--- ENTRIES SUPPLIED ---

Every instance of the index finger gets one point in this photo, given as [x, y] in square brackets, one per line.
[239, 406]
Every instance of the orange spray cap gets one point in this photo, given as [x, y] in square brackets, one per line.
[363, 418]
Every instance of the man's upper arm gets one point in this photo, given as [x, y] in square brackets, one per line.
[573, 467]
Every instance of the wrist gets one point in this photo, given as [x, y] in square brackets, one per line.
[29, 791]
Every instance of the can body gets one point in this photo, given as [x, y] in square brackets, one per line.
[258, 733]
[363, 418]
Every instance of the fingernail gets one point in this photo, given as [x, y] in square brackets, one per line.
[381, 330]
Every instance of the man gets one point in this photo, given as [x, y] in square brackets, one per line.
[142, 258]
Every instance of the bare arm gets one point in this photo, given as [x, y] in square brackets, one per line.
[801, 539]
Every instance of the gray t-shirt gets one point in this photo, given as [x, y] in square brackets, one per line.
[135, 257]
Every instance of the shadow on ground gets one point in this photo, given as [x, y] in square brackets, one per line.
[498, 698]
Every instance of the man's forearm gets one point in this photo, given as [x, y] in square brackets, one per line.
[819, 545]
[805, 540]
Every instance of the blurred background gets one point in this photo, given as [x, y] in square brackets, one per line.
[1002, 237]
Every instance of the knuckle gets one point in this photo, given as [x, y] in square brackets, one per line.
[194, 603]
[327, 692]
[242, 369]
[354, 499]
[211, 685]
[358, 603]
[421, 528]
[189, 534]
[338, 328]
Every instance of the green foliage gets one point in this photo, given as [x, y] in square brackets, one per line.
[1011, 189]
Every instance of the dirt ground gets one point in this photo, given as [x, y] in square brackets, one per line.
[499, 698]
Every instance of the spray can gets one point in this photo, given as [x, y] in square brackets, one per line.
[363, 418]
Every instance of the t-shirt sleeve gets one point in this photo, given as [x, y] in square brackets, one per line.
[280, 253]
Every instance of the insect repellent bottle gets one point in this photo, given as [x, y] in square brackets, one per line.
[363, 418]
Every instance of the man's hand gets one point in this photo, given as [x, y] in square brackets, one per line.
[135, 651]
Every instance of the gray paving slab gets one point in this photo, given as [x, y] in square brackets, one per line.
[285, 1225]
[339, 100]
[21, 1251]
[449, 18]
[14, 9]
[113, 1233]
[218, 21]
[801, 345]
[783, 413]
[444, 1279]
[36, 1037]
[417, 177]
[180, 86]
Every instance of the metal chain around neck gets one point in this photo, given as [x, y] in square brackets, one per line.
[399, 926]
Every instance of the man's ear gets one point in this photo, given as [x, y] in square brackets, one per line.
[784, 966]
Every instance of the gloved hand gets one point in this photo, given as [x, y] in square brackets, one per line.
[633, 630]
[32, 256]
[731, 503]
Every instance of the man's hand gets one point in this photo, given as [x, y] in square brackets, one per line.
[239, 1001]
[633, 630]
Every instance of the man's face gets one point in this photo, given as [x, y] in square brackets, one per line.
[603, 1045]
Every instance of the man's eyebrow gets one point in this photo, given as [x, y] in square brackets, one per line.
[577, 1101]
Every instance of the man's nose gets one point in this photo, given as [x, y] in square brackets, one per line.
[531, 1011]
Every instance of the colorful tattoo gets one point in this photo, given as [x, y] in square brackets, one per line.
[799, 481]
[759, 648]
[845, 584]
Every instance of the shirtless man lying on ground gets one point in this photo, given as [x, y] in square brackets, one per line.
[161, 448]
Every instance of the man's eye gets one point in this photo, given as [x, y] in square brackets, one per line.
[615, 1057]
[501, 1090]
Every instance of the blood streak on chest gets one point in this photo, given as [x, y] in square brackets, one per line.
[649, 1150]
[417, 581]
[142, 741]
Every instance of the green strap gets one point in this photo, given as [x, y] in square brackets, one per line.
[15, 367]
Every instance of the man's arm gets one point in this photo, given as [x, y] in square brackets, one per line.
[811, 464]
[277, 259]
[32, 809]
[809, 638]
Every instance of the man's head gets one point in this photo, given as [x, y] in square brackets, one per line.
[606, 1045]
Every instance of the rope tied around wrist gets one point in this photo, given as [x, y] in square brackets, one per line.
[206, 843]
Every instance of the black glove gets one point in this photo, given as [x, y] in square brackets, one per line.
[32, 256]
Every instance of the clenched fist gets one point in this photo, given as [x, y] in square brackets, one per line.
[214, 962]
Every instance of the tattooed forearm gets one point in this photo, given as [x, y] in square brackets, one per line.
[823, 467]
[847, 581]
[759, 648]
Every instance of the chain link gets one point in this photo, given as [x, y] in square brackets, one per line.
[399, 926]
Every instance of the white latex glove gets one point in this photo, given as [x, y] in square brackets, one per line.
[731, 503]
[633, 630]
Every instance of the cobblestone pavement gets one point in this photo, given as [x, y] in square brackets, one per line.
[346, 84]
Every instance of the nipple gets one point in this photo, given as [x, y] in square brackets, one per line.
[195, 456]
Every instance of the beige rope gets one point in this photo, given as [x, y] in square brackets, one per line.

---

THE TASK -> Please format the lines above as a Markdown table with the columns n and Line, numbering each row and leaving out blank lines.

OUTPUT OF THE EXERCISE ->
| n | Line |
|---|---|
| 1 | Every instance of the index finger gets one point in this photo, given as [x, y] in square brackets, one per line. |
| 2 | [239, 406] |
| 3 | Every instance of the orange spray cap gets one point in this photo, given as [x, y] in square brackets, one per line. |
| 4 | [363, 418] |
| 5 | Every instance of the man's upper arm gets one point in this photo, given as [x, y] in square brackets, one per line. |
| 6 | [573, 467] |
| 7 | Every instance of the wrist gets one point in this photo, given as [x, y] in square brackets, one per line. |
| 8 | [29, 791] |
| 9 | Every instance of the can body gets one point in this photo, given as [x, y] in square brackets, one per line. |
| 10 | [258, 733] |
| 11 | [363, 418] |
| 12 | Every instance of the fingernail gets one point in this photo, given as [x, y] in square brackets, one per line. |
| 13 | [381, 330] |
| 14 | Every instance of the man gets one point in this photo, given as [x, y] in square brackets, one per line. |
| 15 | [142, 258] |
| 16 | Every instance of the bare arm gets one point in this photo, given as [x, y] in square brackets, one per line. |
| 17 | [801, 539] |
| 18 | Every instance of the gray t-shirt gets one point in this photo, given as [x, y] in square brackets, one per line. |
| 19 | [135, 257] |
| 20 | Every instance of the shadow on ground gets one point in this photo, given as [x, y] in square brackets, one per line. |
| 21 | [498, 698] |
| 22 | Every instance of the man's forearm gets one point in this photo, given as [x, y] in square brackets, one per line. |
| 23 | [819, 545] |
| 24 | [805, 540] |
| 25 | Every instance of the blurred background gets one point in this photo, given as [x, y] in square brackets, one per line. |
| 26 | [1002, 237] |
| 27 | Every instance of the knuckle gets one point in this photo, given as [x, y] in square brackets, one per line. |
| 28 | [194, 603] |
| 29 | [327, 692] |
| 30 | [242, 369] |
| 31 | [354, 499] |
| 32 | [211, 685] |
| 33 | [358, 603] |
| 34 | [421, 528] |
| 35 | [189, 534] |
| 36 | [338, 328] |
| 37 | Every instance of the green foliage gets one point in this photo, given as [x, y] in square brackets, one per line. |
| 38 | [1011, 189] |
| 39 | Every instance of the dirt ground gets one point in this photo, given as [x, y] in square brackets, one per line. |
| 40 | [499, 698] |
| 41 | Every instance of the spray can gets one point in this photo, given as [x, y] in square brackets, one per line. |
| 42 | [363, 418] |
| 43 | Every instance of the t-shirt sleeve gets one point in this photo, given as [x, y] in square brackets, one per line. |
| 44 | [280, 253] |
| 45 | Every instance of the insect repellent bottle gets one point in this photo, given as [x, y] in square brackets, one per line. |
| 46 | [363, 418] |
| 47 | Every instance of the man's hand gets one point in this photo, given as [x, y] in square brackets, one per line. |
| 48 | [135, 651] |
| 49 | Every instance of the gray paving slab gets one point in this photo, given as [x, y] in square brackets, one per line. |
| 50 | [285, 1225] |
| 51 | [339, 100] |
| 52 | [21, 1251] |
| 53 | [449, 18] |
| 54 | [14, 9] |
| 55 | [113, 1233] |
| 56 | [218, 21] |
| 57 | [801, 345] |
| 58 | [783, 413] |
| 59 | [444, 1279] |
| 60 | [36, 1037] |
| 61 | [417, 177] |
| 62 | [180, 86] |
| 63 | Every instance of the metal chain around neck gets one point in this photo, given as [x, y] in square brackets, one per line. |
| 64 | [399, 926] |
| 65 | Every instance of the man's ear gets one point in this photo, given as [x, y] in square brackets, one per line. |
| 66 | [784, 966] |
| 67 | Every instance of the gloved hand gets one point in this photo, given as [x, y] in square brackets, one per line. |
| 68 | [633, 630] |
| 69 | [32, 256] |
| 70 | [731, 503] |
| 71 | Every instance of the man's hand gets one point in this photo, given as [x, y] in square brackets, one per line. |
| 72 | [239, 1001] |
| 73 | [633, 630] |
| 74 | Every instance of the man's face gets one point in this photo, given as [x, y] in square brackets, one per line. |
| 75 | [603, 1045] |
| 76 | Every instance of the man's eyebrow gets one point in this photo, given as [x, y] in square brackets, one per line. |
| 77 | [577, 1101] |
| 78 | Every instance of the man's nose gets one point in this photo, given as [x, y] in square brackets, one per line. |
| 79 | [531, 1011] |
| 80 | Every instance of the colorful tattoo gets one point in this photo, given as [x, y] in square brackets, one per line. |
| 81 | [799, 481] |
| 82 | [759, 648] |
| 83 | [845, 584] |
| 84 | Every instance of the shirtless man lying on ground gets one point in this photo, given as [x, y] in square brackets, one per line. |
| 85 | [161, 448] |
| 86 | Every instance of the man's eye gets one point in this photo, given as [x, y] in square brackets, one per line. |
| 87 | [615, 1057] |
| 88 | [501, 1090] |
| 89 | Every instance of the blood streak on chest gets one point in this photo, given as [x, y] in square brackets, one per line. |
| 90 | [649, 1150] |
| 91 | [417, 581] |
| 92 | [142, 741] |
| 93 | Every instance of the green strap gets one point in this photo, given as [x, y] in square brackets, one per line. |
| 94 | [15, 367] |
| 95 | Every instance of the man's arm gets one point in this photo, given as [x, y] in square brackets, one per line. |
| 96 | [811, 464] |
| 97 | [277, 259] |
| 98 | [32, 809] |
| 99 | [809, 638] |
| 100 | Every instance of the man's head gets one point in this photo, given as [x, y] in square brackets, one per line. |
| 101 | [606, 1045] |
| 102 | Every instance of the rope tied around wrist gets one point in this photo, given as [x, y] in square brackets, one per line. |
| 103 | [206, 843] |
| 104 | Every instance of the black glove gets one point in this photo, given as [x, y] in square brackets, one per line. |
| 105 | [32, 256] |
| 106 | Every instance of the clenched fist gets one point in this photo, given as [x, y] in square brackets, one per line. |
| 107 | [214, 962] |
| 108 | Every instance of the tattooed forearm gets one point in this photo, given as [x, y] in square brackets, one per line. |
| 109 | [823, 467] |
| 110 | [847, 581] |
| 111 | [759, 648] |
| 112 | Every instance of the chain link gets one point in this photo, given as [x, y] in square brackets, one per line. |
| 113 | [399, 926] |
| 114 | Every instance of the white latex glove gets one point in this photo, given as [x, y] in square brackets, one per line. |
| 115 | [731, 503] |
| 116 | [633, 630] |
| 117 | Every instance of the cobblestone pavement gets one point in this photo, given as [x, y] in square brackets, one per line. |
| 118 | [346, 84] |
| 119 | Every instance of the nipple gets one point in this photo, given as [x, y] in square brackets, one per line. |
| 120 | [195, 456] |
| 121 | Every instance of the beige rope gets one point in this photo, given as [x, y] in square brackets, one per line. |